▶ _STATED EXERCISE_
Rewrite the items from the very first line through the line with "290,139,386,168", request text included. Scale each box coordinate in the answers by 2.15, round to whole numbers (halves up), and keep everything else unchanged.

◇ ◇ ◇ ◇ ◇ ◇ ◇

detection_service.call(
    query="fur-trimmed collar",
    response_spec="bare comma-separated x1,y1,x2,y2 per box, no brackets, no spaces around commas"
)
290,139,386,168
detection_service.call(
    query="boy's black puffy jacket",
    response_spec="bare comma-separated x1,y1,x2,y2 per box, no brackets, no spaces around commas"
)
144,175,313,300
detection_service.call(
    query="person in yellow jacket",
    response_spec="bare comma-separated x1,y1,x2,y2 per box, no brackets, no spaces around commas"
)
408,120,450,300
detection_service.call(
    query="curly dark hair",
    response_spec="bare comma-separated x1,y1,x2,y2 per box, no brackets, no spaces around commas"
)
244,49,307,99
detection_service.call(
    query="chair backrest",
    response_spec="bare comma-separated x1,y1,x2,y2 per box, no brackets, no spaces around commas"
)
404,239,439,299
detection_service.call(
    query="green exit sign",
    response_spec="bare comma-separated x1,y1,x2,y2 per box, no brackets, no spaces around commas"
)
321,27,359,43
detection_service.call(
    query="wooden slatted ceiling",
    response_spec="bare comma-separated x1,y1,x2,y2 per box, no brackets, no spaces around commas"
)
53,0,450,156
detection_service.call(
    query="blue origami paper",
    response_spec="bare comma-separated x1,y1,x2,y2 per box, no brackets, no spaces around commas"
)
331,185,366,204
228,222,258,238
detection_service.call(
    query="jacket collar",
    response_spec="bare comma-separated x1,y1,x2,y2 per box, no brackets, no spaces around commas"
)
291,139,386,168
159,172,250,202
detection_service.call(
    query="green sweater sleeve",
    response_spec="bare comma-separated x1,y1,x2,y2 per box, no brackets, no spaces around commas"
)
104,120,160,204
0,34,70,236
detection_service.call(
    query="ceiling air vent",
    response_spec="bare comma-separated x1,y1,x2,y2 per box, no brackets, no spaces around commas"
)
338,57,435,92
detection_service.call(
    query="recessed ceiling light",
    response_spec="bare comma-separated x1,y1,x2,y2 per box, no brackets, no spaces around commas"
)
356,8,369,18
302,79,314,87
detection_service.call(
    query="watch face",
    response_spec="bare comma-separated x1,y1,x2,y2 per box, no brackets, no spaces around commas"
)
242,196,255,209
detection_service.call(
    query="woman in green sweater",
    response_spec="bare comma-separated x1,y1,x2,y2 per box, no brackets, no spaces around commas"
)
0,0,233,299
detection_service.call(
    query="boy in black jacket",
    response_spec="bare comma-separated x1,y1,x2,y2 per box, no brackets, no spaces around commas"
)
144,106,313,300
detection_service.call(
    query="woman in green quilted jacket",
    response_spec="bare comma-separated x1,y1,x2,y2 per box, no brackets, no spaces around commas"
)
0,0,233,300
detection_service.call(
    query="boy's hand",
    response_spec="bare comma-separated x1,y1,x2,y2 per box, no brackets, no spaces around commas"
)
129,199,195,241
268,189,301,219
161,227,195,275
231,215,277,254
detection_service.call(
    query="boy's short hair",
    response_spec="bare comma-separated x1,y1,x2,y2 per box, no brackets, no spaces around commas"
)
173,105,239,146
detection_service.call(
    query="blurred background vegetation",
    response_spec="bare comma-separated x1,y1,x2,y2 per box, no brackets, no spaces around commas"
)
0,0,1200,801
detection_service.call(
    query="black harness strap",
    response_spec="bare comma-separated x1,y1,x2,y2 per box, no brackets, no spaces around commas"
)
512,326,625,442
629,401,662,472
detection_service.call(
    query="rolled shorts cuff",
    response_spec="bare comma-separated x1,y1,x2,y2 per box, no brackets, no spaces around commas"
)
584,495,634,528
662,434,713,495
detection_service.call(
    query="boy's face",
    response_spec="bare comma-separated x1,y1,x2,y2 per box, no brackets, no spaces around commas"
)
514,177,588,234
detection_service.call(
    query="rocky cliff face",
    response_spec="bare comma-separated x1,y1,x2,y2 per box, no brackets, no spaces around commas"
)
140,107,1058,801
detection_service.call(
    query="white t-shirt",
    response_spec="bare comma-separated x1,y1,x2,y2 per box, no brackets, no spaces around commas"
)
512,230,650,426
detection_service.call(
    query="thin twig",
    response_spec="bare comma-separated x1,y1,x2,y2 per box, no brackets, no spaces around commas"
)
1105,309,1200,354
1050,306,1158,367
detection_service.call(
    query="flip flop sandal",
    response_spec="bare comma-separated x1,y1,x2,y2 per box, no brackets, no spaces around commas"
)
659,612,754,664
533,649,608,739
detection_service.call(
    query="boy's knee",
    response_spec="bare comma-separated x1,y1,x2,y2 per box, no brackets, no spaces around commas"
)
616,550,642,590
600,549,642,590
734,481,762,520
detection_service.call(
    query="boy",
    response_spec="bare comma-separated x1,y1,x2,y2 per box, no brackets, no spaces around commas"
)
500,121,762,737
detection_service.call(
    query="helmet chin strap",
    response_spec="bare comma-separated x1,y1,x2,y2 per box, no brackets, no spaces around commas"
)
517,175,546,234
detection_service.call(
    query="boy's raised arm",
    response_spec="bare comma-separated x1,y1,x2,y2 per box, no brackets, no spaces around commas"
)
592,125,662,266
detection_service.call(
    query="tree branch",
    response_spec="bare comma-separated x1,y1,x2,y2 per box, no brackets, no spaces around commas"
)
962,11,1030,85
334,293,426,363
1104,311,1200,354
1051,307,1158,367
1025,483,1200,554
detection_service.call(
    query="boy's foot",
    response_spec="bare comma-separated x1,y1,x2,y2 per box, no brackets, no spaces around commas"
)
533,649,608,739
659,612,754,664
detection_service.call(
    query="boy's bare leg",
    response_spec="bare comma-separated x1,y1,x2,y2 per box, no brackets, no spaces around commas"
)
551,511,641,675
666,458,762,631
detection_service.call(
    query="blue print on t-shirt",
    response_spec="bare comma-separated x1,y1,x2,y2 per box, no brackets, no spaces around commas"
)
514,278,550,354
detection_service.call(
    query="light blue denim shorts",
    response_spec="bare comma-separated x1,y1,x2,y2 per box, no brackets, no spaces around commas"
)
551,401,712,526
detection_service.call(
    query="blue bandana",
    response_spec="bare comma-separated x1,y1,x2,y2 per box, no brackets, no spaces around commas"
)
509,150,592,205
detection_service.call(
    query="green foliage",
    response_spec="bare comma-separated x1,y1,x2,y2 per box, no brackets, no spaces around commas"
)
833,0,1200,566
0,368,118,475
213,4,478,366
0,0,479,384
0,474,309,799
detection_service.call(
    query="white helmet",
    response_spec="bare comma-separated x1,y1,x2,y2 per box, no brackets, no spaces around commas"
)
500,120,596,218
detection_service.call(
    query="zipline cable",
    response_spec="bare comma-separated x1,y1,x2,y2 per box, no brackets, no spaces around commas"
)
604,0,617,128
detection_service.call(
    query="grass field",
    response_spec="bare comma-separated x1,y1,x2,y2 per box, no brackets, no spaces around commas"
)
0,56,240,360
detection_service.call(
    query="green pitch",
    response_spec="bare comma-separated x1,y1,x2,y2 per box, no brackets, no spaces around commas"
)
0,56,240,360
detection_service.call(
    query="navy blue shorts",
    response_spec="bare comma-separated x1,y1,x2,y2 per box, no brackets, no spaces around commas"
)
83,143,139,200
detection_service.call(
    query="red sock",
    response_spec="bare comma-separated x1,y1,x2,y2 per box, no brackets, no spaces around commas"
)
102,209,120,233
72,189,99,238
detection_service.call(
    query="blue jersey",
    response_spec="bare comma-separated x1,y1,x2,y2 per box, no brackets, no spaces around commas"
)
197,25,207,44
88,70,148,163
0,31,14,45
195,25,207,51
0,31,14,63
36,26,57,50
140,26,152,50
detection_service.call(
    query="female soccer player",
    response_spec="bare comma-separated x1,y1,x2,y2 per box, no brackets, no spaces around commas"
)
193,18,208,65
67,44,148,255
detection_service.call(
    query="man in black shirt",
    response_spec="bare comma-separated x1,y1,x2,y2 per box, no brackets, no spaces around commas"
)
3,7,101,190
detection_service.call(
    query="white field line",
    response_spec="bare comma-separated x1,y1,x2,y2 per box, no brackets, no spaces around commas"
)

◇ ◇ ◇ ◇ ◇ ◇ ◇

▶ _RESULT FOR THIS EXERCISE_
detection_service.call(
    query="fur-trimmed collar",
    response_spec="bare comma-separated x1,y1,x2,y2 per box, no brackets, no spaces around commas"
)
624,299,830,361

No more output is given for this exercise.